# Start of INPUT ROWS
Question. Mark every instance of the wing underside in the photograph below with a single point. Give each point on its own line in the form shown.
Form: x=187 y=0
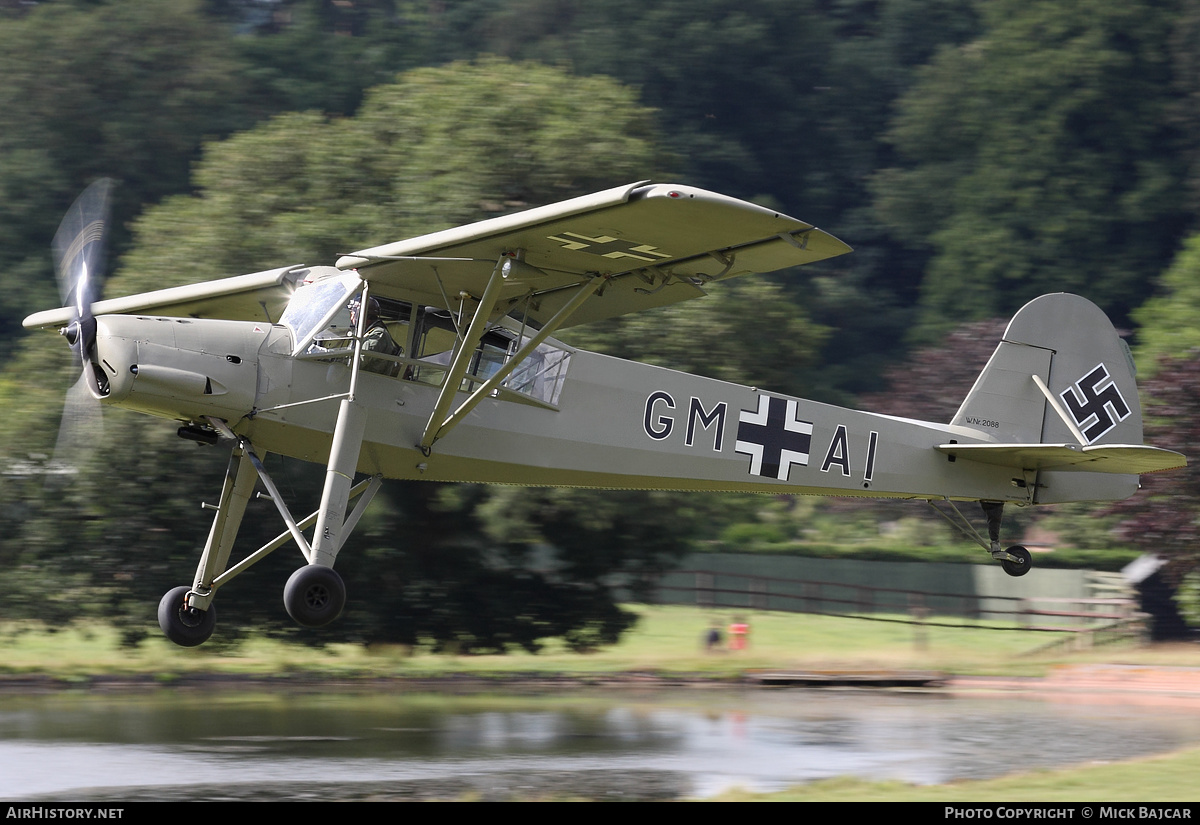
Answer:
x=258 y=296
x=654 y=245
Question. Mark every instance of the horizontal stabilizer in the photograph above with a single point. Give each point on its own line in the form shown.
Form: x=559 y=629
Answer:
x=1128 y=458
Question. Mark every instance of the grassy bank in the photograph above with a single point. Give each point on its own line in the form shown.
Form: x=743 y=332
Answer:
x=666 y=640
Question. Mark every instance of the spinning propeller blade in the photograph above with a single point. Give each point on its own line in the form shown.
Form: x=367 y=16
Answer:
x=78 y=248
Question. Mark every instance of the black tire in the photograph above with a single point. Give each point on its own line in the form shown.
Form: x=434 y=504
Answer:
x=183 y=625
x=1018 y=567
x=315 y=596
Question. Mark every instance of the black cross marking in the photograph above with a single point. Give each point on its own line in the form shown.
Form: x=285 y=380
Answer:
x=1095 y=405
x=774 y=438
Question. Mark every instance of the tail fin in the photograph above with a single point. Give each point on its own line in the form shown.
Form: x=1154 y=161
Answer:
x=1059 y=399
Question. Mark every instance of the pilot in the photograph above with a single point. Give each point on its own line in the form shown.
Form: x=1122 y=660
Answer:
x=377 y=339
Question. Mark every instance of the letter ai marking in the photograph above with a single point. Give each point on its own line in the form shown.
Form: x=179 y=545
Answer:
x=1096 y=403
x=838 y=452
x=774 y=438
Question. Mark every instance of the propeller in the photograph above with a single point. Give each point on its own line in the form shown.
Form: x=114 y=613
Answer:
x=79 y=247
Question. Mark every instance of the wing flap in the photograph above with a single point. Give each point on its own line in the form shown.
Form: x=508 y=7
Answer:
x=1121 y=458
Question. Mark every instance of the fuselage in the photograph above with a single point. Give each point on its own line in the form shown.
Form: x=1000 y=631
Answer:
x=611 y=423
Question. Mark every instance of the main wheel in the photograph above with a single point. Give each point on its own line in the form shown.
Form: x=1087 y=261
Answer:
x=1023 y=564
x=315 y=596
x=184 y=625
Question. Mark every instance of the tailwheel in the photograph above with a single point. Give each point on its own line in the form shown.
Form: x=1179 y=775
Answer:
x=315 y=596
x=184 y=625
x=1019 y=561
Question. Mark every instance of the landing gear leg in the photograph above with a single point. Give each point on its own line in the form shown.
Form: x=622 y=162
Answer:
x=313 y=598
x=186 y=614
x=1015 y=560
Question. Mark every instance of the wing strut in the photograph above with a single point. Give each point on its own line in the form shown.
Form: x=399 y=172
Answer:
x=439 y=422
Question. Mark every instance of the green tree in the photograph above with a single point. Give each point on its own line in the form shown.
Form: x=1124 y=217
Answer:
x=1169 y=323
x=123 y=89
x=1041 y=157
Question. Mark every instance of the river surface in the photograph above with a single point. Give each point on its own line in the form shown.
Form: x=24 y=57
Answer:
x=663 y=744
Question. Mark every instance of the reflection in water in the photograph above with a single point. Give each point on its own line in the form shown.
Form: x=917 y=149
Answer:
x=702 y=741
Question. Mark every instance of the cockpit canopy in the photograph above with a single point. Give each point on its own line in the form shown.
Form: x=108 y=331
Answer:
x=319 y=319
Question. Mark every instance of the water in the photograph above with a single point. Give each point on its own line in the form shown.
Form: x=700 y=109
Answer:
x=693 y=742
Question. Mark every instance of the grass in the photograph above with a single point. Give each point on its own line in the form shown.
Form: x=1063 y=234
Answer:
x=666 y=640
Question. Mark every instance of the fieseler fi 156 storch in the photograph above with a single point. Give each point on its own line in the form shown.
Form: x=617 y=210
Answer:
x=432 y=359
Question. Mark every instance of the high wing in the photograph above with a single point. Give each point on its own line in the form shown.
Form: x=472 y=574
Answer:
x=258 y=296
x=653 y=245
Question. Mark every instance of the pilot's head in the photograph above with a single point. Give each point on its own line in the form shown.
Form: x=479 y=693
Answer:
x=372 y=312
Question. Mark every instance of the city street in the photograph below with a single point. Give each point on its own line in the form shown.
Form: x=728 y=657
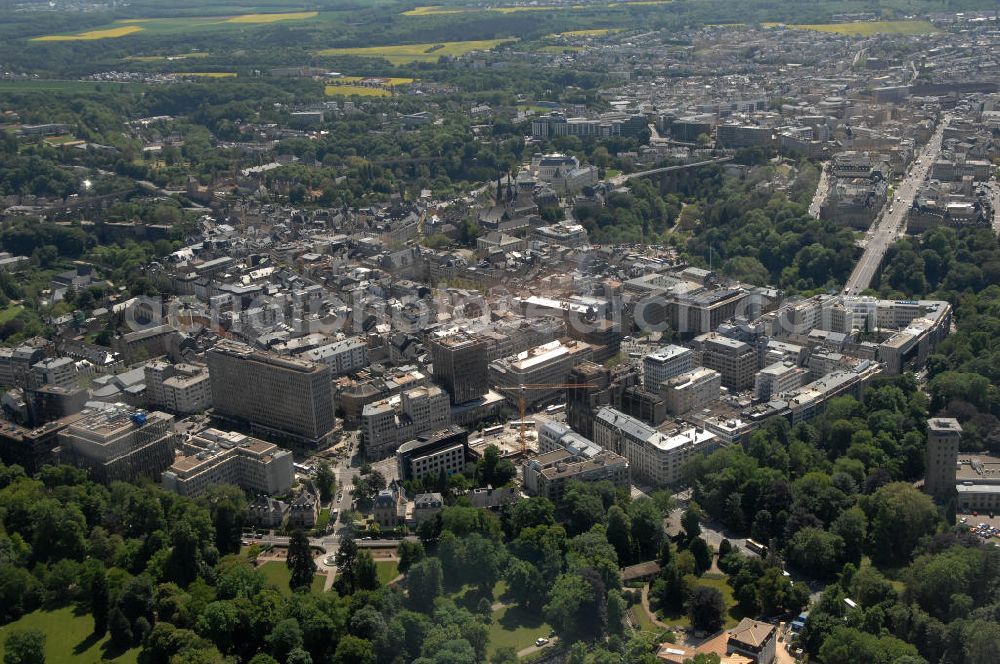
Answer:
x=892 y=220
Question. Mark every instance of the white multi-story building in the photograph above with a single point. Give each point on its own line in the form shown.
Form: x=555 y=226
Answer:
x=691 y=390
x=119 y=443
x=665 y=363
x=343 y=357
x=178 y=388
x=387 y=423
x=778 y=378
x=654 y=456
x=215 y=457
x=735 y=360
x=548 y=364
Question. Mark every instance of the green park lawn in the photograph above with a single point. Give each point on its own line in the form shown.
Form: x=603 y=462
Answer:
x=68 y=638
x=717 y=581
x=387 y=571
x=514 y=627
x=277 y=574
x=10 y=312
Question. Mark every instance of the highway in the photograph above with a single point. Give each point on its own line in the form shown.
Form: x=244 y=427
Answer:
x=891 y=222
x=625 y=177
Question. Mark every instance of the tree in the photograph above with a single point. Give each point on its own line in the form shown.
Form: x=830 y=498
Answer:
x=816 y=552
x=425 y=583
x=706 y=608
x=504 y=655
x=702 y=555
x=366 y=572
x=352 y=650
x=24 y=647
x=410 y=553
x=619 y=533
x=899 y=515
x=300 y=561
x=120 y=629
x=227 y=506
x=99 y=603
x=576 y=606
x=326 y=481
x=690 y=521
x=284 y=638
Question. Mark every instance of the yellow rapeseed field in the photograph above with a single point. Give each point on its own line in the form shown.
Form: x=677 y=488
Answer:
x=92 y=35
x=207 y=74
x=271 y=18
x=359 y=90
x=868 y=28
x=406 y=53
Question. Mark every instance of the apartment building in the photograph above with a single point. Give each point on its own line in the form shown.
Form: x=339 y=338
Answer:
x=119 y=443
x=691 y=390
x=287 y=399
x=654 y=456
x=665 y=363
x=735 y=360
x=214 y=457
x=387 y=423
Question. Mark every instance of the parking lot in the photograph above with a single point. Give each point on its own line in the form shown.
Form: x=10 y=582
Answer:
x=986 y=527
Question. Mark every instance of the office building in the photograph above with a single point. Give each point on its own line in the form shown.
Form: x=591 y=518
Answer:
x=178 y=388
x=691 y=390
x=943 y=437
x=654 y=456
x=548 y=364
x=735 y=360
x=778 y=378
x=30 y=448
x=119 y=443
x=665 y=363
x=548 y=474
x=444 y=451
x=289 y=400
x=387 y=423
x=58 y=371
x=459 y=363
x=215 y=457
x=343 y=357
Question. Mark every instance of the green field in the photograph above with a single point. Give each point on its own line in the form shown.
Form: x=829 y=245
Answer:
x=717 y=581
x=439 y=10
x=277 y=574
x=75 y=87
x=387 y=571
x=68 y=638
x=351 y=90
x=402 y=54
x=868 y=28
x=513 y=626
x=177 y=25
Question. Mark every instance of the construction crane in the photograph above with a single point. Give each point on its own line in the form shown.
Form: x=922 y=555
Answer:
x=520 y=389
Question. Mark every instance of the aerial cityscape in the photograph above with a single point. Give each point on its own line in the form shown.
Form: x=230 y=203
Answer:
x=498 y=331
# End of INPUT ROWS
# Start of INPUT ROWS
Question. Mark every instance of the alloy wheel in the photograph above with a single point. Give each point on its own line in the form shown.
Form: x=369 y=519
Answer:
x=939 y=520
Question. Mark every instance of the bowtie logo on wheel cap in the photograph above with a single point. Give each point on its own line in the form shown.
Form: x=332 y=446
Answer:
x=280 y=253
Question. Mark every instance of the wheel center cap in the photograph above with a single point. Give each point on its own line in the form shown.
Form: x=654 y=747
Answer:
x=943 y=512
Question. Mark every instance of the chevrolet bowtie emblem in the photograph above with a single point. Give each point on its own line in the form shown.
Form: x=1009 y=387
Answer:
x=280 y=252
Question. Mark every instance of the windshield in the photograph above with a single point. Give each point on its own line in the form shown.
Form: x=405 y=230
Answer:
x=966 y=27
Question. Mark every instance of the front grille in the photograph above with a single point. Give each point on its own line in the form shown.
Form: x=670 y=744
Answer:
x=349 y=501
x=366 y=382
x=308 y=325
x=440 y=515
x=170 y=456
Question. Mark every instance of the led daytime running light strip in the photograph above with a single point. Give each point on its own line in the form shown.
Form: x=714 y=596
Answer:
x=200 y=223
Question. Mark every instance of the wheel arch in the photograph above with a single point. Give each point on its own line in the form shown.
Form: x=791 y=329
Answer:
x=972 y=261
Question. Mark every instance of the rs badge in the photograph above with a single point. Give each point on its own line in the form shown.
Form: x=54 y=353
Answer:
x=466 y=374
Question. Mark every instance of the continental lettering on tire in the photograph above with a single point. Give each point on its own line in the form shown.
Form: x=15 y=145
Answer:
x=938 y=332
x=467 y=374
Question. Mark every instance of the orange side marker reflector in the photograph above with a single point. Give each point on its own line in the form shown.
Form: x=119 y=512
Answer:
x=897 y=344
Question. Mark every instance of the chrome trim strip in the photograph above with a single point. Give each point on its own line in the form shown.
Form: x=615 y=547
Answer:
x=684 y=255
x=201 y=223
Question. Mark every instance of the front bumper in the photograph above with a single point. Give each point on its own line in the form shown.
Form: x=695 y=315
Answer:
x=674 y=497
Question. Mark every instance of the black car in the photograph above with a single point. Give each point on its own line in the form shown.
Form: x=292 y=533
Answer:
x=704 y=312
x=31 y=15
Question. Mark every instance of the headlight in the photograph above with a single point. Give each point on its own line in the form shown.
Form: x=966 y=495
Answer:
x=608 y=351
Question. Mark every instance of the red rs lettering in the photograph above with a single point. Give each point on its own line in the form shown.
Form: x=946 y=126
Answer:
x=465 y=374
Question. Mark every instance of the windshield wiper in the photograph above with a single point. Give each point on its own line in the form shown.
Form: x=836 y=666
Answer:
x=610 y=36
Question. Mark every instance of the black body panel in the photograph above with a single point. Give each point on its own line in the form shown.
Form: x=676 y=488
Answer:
# End of INPUT ROWS
# Start of INPUT ROWS
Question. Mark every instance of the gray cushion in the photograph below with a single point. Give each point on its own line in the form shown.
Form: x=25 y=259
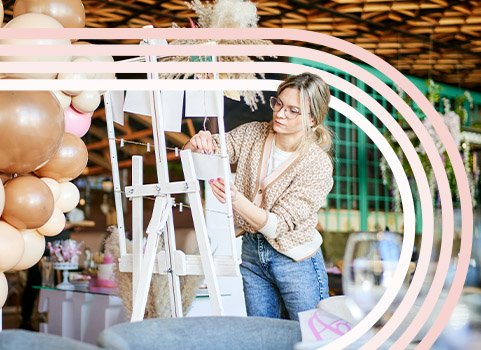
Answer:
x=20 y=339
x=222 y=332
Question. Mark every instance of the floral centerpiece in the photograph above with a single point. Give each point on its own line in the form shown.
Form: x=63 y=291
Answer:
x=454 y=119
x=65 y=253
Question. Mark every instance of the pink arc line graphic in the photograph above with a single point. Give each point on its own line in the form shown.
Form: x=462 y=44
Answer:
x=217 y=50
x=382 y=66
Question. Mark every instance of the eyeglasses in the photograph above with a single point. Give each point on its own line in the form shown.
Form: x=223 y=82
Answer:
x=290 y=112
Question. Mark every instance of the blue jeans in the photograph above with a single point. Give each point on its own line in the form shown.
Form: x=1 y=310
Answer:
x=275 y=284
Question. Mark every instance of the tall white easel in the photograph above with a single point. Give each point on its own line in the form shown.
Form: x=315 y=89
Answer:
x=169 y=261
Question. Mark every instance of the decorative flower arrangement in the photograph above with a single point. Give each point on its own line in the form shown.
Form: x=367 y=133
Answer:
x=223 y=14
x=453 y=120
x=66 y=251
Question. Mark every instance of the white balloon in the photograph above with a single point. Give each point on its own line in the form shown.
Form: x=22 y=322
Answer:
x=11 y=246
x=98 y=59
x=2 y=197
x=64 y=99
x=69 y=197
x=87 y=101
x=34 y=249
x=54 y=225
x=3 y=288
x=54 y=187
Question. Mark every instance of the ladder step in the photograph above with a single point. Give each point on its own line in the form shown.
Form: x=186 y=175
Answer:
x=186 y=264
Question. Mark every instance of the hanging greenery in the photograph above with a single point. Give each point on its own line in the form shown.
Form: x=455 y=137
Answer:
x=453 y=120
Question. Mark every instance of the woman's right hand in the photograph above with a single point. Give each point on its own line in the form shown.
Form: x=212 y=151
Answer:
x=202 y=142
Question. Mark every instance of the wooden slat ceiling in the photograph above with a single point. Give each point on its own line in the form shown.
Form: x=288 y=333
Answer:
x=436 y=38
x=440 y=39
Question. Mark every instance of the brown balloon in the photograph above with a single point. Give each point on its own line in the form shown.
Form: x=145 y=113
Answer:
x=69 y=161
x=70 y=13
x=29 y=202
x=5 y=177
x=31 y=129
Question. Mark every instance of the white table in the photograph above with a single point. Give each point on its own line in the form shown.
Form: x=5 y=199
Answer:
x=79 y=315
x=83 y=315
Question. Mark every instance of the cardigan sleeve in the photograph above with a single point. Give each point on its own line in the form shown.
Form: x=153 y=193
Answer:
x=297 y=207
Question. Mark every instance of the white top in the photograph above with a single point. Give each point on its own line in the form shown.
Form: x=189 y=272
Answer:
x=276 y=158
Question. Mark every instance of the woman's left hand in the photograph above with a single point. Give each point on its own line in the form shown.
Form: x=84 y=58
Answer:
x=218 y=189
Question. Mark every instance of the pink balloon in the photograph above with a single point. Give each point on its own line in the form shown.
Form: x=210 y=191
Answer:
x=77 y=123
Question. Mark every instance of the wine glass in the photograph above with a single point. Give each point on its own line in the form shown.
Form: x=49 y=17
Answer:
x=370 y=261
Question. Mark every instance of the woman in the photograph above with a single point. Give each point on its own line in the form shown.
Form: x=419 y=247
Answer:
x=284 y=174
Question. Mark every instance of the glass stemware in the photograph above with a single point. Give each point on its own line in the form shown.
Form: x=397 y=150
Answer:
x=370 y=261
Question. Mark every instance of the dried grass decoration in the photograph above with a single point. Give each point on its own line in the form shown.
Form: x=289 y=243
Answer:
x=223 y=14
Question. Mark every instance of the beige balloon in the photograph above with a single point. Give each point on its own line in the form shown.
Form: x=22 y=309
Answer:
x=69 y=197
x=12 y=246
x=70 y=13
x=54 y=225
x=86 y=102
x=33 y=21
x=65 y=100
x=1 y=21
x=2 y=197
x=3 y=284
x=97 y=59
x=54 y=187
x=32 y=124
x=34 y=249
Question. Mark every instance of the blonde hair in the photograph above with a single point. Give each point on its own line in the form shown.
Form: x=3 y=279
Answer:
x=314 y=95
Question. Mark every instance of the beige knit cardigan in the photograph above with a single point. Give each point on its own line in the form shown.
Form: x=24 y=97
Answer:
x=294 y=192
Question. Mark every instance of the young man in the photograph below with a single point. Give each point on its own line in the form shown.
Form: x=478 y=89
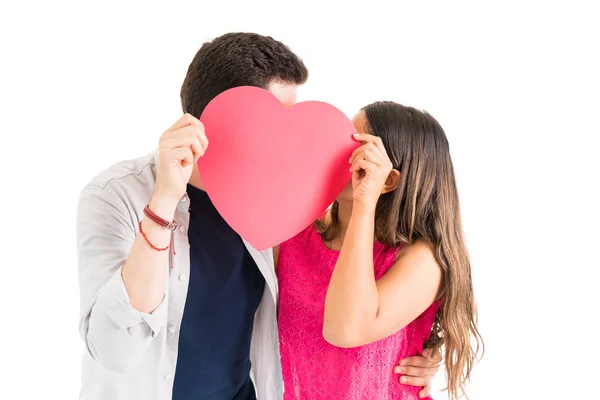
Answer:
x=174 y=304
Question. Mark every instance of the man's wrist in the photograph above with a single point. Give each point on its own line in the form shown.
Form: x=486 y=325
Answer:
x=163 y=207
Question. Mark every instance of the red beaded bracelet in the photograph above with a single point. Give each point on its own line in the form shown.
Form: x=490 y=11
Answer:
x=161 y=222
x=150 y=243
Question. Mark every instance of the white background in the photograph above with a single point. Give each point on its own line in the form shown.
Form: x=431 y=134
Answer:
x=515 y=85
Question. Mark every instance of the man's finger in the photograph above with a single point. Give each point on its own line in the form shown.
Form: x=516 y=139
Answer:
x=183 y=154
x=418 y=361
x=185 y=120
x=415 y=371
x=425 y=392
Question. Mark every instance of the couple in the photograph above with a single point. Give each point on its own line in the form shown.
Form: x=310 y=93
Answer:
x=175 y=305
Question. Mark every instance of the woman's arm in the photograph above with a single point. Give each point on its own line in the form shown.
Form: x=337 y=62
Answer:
# End of INPUT ROWS
PROBLEM DETAILS -
Substitute "bangle" for "bracelet" in the data, starting at the line containing "Question. Mark every instance of the glass" and ending at the line containing "x=150 y=243", and reproduce those lines with nothing else changed. Leave the pictures out.

ANSWER FOR THIS EXERCISE -
Question. Mark every instance of the glass stemware in the photograph above with a single point. Give each point on its own line in the form shown.
Form: x=397 y=150
Answer:
x=370 y=261
Question. Mark every instance of the dried grass decoration in the photograph above with a single point. Give each point on its own line in the form shown.
Form: x=289 y=243
Answer:
x=223 y=14
Question. Mark every instance of the beige balloon in the photograph above with a single point. Give each point on its own line in the form shown.
Form: x=22 y=309
Answer:
x=69 y=197
x=12 y=246
x=70 y=13
x=54 y=225
x=86 y=102
x=33 y=21
x=65 y=100
x=1 y=21
x=2 y=197
x=3 y=284
x=97 y=59
x=54 y=187
x=32 y=124
x=34 y=249
Question. Mark every instance of the blonde hair in the photograph above with a single point. Give each point on its own line in the form shown.
Form: x=3 y=279
Answer:
x=314 y=95
Question. Mark every instance of the beige knit cardigan in the photograph above with a single point. Give each point on its own line in the form shown.
Form: x=24 y=97
Answer:
x=294 y=192
Question. Mark every instance of the young man in the photograph below with a single point. Give each point on its own line in the form shown.
Form: x=478 y=89
Answer:
x=174 y=304
Question. Mark every instance of the man's wrist in the photograph above with a single point. Give each point on its own line in the form shown.
Form: x=486 y=325
Answer:
x=163 y=207
Question. Mark every instance of the red beaded bangle in the photograph above with a single point. Give each point on its own line in the form shown.
Form: x=490 y=11
Answer:
x=161 y=222
x=150 y=243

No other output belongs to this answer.